> **Given passage**:
-- BEGIN --

His reminder about the consultation response initially came from Raquel of AEUK. It's a very good thing for home educators that Raquel is so on-the-ball, with her excellent memory, logical thinking and constant willingness to engage where it counts and I know this isn't the first time she's made a big difference to outcomes in a very quiet way.

Tameside metropolitan borough council’s elective home education guidelines say:

“It is up to parents to show the local education authority that they have a programme of work in place that is helping their child to develop according to his/her age, ability and aptitude and any special educational needs he/she may have.”

But it is not up to parents to justify that to the local authority; all too often, it is the local authority that has let down that family and those children through its failure to provide proper education. The local authority should be the servant of the family; the family should not have to answer to the needs of the local authority.

This was exactly what needed to be said. Mr Stuart has surpassed all of my hopes and expectations; I was expecting a dry debate about the 20-day deregistration clause and I think that's because we're so used, after many years of Ed Balls, his party and the compliant education department that seemed to evolve around them, to politicians just completely ignoring the key issues which negatively affected our families in favour of their own high-handed agenda for us. Graham Stuart certainly can't be accused of that.

-- END --

> **Data entries**:
-- BEGIN --

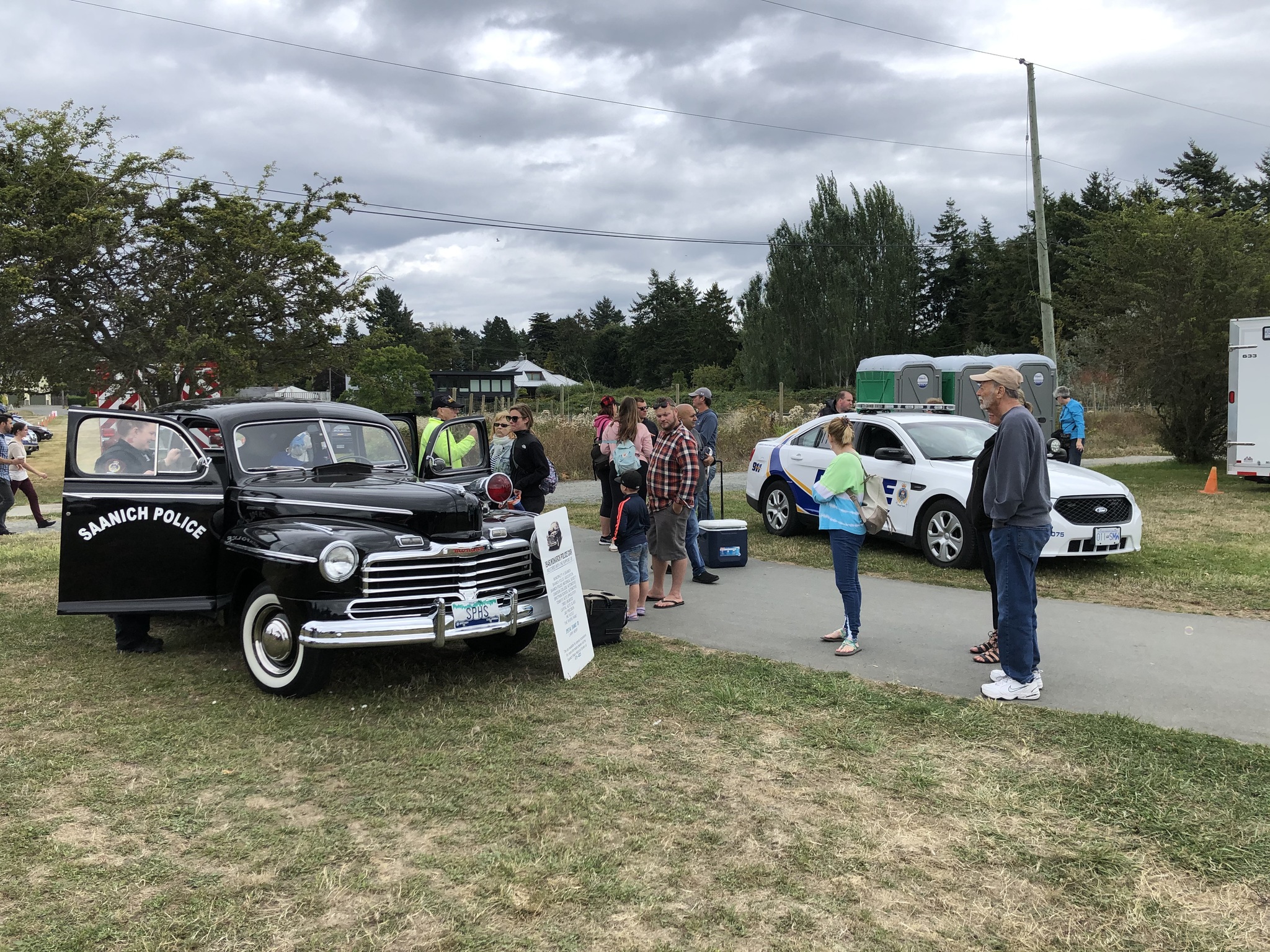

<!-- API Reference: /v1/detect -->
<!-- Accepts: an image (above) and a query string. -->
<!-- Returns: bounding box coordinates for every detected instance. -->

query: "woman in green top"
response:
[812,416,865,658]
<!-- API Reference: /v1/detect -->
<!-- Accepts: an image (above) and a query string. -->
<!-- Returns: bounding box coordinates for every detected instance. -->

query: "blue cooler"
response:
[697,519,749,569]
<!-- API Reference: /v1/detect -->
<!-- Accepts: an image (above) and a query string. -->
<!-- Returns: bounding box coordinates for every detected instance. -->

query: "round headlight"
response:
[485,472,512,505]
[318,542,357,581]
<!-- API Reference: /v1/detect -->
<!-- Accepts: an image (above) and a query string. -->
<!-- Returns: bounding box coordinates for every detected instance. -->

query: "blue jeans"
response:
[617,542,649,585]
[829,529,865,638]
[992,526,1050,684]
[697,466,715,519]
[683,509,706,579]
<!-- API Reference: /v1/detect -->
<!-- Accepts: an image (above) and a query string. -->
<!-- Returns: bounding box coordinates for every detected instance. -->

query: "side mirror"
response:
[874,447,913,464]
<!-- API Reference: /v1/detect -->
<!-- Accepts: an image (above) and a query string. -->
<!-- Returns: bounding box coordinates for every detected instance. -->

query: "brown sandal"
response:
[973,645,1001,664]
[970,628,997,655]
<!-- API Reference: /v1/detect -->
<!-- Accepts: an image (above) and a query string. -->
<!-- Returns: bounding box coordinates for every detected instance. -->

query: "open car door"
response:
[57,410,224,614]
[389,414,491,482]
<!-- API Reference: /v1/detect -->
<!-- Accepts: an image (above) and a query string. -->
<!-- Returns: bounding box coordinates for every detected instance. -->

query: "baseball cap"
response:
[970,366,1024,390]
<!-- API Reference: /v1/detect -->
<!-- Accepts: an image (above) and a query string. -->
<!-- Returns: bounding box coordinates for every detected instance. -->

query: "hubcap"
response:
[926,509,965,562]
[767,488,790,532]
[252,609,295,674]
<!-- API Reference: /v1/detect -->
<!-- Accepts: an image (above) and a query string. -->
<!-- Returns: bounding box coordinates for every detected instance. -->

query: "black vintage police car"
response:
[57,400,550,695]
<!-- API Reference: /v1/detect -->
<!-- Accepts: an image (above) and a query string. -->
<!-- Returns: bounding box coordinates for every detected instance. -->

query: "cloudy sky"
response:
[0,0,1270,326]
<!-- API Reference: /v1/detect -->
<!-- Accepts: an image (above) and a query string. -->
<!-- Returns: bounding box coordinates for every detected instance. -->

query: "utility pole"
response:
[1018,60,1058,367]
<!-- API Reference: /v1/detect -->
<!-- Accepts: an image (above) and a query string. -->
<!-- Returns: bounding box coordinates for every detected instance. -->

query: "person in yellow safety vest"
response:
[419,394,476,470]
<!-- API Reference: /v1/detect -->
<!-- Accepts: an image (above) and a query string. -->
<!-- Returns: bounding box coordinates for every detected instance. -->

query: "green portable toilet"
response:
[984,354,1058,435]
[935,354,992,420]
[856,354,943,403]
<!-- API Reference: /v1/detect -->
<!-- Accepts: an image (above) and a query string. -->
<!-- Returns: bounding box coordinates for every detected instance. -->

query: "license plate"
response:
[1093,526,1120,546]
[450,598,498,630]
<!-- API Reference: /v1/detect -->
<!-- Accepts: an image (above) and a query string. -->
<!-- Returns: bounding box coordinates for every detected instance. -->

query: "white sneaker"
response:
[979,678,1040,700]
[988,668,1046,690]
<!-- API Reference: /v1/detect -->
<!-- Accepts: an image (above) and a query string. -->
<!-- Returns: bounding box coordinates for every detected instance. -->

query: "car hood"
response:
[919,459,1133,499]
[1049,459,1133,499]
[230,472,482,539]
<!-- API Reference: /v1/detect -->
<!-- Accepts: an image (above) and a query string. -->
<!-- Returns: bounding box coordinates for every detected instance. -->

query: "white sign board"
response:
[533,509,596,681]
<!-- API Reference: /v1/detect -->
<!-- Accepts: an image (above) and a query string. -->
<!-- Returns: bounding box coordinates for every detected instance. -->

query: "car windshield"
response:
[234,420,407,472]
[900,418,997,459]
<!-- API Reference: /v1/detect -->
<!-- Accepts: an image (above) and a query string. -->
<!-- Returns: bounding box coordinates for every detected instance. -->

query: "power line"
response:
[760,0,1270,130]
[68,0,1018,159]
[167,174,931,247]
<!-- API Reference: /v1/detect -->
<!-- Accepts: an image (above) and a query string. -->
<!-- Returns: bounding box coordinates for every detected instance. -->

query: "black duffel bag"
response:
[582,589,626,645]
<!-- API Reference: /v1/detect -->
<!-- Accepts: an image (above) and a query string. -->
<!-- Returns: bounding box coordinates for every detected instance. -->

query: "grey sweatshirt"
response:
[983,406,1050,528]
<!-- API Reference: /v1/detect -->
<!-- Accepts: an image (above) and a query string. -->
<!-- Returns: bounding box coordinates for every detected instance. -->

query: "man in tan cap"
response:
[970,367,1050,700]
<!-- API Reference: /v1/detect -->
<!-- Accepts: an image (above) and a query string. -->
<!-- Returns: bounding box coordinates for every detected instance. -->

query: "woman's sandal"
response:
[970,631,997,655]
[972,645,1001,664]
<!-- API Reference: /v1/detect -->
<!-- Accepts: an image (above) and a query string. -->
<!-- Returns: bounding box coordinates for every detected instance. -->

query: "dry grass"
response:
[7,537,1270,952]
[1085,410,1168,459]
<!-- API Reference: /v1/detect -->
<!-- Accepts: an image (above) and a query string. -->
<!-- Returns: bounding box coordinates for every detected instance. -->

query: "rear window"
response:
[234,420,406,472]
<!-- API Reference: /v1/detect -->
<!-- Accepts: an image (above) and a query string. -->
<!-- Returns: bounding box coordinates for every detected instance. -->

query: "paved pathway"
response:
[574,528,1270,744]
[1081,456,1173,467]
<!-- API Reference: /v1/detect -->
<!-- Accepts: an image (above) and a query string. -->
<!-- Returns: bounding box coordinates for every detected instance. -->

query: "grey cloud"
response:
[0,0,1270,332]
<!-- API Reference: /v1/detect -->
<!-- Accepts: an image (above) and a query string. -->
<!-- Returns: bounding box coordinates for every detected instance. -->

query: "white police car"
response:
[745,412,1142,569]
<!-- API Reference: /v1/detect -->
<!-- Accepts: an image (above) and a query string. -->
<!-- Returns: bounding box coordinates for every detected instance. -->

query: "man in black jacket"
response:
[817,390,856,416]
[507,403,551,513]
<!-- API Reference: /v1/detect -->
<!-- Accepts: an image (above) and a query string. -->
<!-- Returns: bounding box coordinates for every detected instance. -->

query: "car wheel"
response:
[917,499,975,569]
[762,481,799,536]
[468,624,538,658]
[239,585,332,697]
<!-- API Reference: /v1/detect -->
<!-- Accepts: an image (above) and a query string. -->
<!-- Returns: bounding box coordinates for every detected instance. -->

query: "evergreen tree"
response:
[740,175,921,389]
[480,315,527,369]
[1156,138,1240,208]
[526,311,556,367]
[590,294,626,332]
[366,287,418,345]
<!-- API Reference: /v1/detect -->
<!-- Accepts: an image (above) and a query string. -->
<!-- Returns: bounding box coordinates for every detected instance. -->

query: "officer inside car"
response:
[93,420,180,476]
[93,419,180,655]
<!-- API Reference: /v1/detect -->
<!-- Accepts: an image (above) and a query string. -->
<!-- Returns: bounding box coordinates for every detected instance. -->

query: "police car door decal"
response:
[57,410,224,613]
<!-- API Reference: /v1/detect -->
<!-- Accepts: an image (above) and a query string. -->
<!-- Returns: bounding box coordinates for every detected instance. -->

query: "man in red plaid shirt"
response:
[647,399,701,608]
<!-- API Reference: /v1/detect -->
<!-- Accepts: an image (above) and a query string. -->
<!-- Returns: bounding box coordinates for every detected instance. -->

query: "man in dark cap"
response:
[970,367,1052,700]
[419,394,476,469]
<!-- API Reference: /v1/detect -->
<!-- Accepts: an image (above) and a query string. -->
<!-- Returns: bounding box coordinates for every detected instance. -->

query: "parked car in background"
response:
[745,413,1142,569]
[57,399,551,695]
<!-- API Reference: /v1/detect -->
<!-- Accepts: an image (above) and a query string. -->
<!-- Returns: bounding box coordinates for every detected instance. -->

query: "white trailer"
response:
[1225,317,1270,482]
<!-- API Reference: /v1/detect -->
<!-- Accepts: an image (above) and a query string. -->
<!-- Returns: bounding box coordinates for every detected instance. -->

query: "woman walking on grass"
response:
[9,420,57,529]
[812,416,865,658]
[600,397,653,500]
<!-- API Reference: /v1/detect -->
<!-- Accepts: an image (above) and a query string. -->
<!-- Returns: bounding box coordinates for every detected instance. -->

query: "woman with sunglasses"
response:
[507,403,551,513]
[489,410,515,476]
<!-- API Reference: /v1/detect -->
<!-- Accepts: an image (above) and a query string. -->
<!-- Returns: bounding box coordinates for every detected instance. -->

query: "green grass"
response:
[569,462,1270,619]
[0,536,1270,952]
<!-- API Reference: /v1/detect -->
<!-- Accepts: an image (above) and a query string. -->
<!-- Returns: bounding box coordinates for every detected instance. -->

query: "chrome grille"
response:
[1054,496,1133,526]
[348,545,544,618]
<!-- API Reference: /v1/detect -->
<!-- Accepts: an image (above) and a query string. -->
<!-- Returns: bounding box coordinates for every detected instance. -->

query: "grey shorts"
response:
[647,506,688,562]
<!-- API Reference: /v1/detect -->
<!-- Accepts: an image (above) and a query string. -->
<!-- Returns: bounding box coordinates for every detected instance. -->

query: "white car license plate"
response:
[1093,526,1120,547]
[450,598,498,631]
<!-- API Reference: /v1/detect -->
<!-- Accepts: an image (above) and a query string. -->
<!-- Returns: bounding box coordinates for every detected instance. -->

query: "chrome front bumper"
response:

-- END --

> **Job 1**: List every person named in the passage about home education.
> **Job 2**: Continue the passage about home education from the point where it stops.

> **Output 1**: Raquel, Graham Stuart (also called Mr Stuart), Ed Balls

> **Output 2**:
A Labour MP intervened to talk about abuse, and Mr Stuart rounded on her and dealt with this magnificently:

She has done what Badman did, and what the former Secretary of State did under the previous Government, which is to conflate child abuse with home education. Education and welfare are two separate things. Contrary to what Graham Badman stated in his report, and failed to substantiate in the Select Committee, there is no evidence that home-educated children are more subject to abuse than children in general. When there is a risk, local authorities have all due powers to intervene, and so they should. When such evidence arises, the authorities can and should go in to ensure the protection of the child. However, we cannot have the suggestion that home-educating families are linked to a problem of abuse. Nothing could be further from the truth, and it is important to nail that fact. We must not do as the previous Home Secretary did, which was to smear the reputation of home-educating families by suggesting that there is a problem, because there is no evidence for that.

In that moment, for possibly the first time since the election, I felt very glad I'd voted Conservative. My vote was for home education, and mainly for this man - one of the very few politicians in which I still have faith. As home educating families, we suffered abuse under Ed Balls and Graham Badman. Graham Stuart brings us healing.

After a challenge from Barry Sheerman, he responded:

Local authorities must honour and observe the law as it stands and not overstate it because they happen to agree with the hon. Gentleman. They cannot make the law up as they go along because they do not like the current settlement. The current settlement is clear: local authorities have no statutory duties in relation to monitoring the quality of home education.

Exactly what needed to be said.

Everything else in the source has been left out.